--- start of Source document ---

# Does RAL driver support AR5002G based cards?



## unitedroad (Aug 15, 2009)

I am planning to buy an atheros based card. One of the cards I am looking at is Netgaear Model WG311T (http://www.netgear.com/Products/Adapters/SuperGWirelessAdapters/WG311T.aspx) which is based on AR5002G. 
I want to know if the ral driver would support it. The man page for ral says that it supports the cards based the Atheros AR5210, AR5211, and AR5212 programming APIs and all atheros based PCI cards except for those based on AR5005VL work with this driver.

So would this card work also work with this driver? 
I am also looking Netgear  WAG311 card, which is based on AR5001X+. I want to know if that would work as well.


----------



## phoenix (Aug 15, 2009)

I think you are confusing things.  The ral(4) driver is for Ralink wireless.  The ath(4) driver is for Atheros wireless.

The ath(4) driver in FreeBSD 6.0+ supports the Atheros Super-G standard (108 Mbps) and all the chipsets that support it.  So, yes, the WG311T will work in FreeBSD 6 or newer.

--- end of Source document ---
--- start of Given entries ---

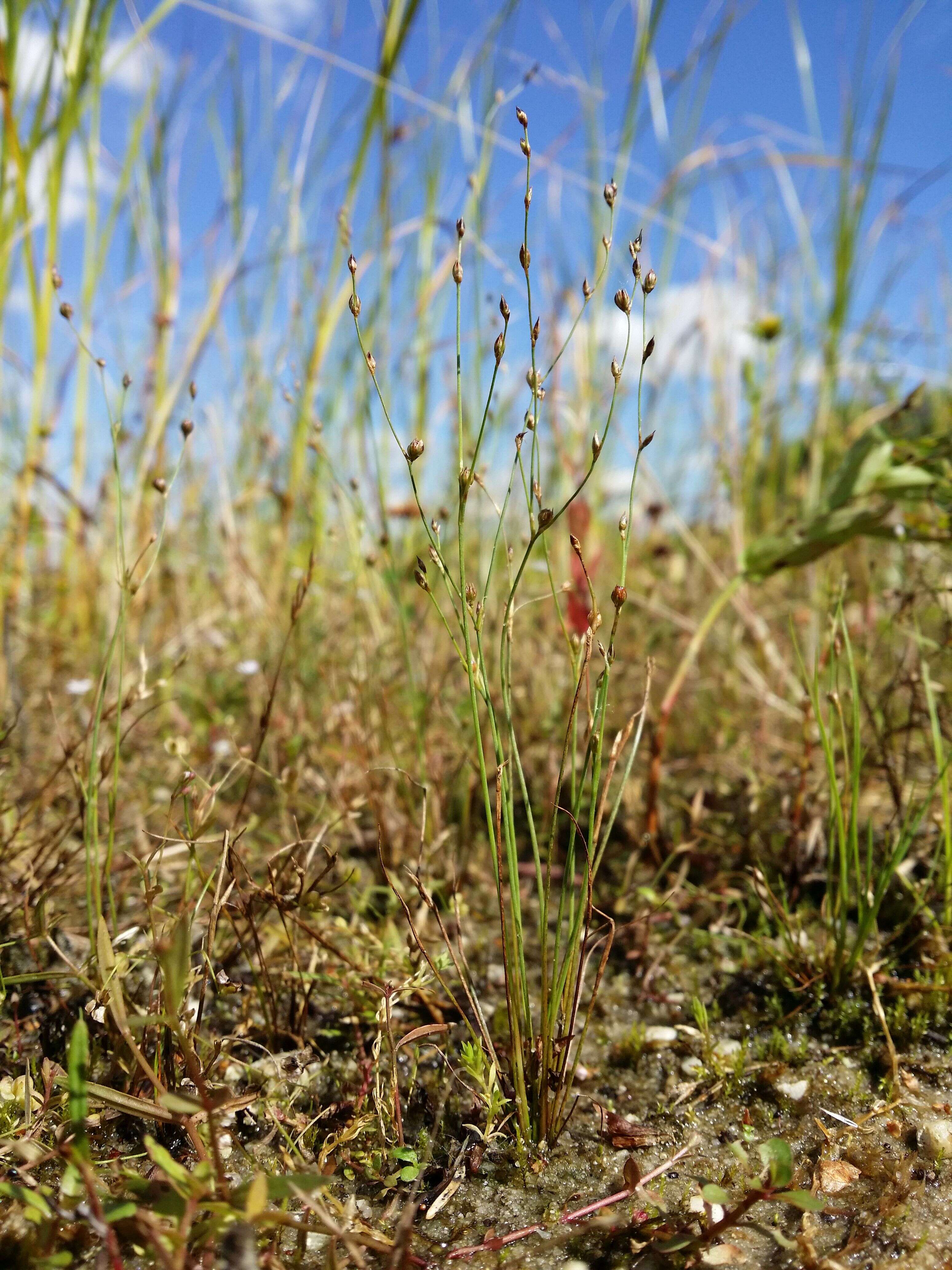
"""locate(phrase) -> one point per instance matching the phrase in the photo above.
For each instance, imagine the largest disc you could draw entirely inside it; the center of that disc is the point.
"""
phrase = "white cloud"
(127, 72)
(285, 14)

--- end of Given entries ---

**Exercise tasks:**
1 - According to the forum thread, which driver is meant for Atheros wireless?
2 - Render this sentence from the forum thread in Spanish: "The ral(4) driver is for Ralink wireless."
3 - Write out the stretch of the forum thread from "I am also looking" through "for Atheros wireless.", switching "Ralink" to "Realtek".
None of the entries are needed to do the work here.

**Responses per task:**
1 - The ath(4) driver.

2 - El controlador ral(4) es para dispositivos inalámbricos Ralink.

3 -
I am also looking Netgear  WAG311 card, which is based on AR5001X+. I want to know if that would work as well.


----------



## phoenix (Aug 15, 2009)

I think you are confusing things.  The ral(4) driver is for Realtek wireless.  The ath(4) driver is for Atheros wireless.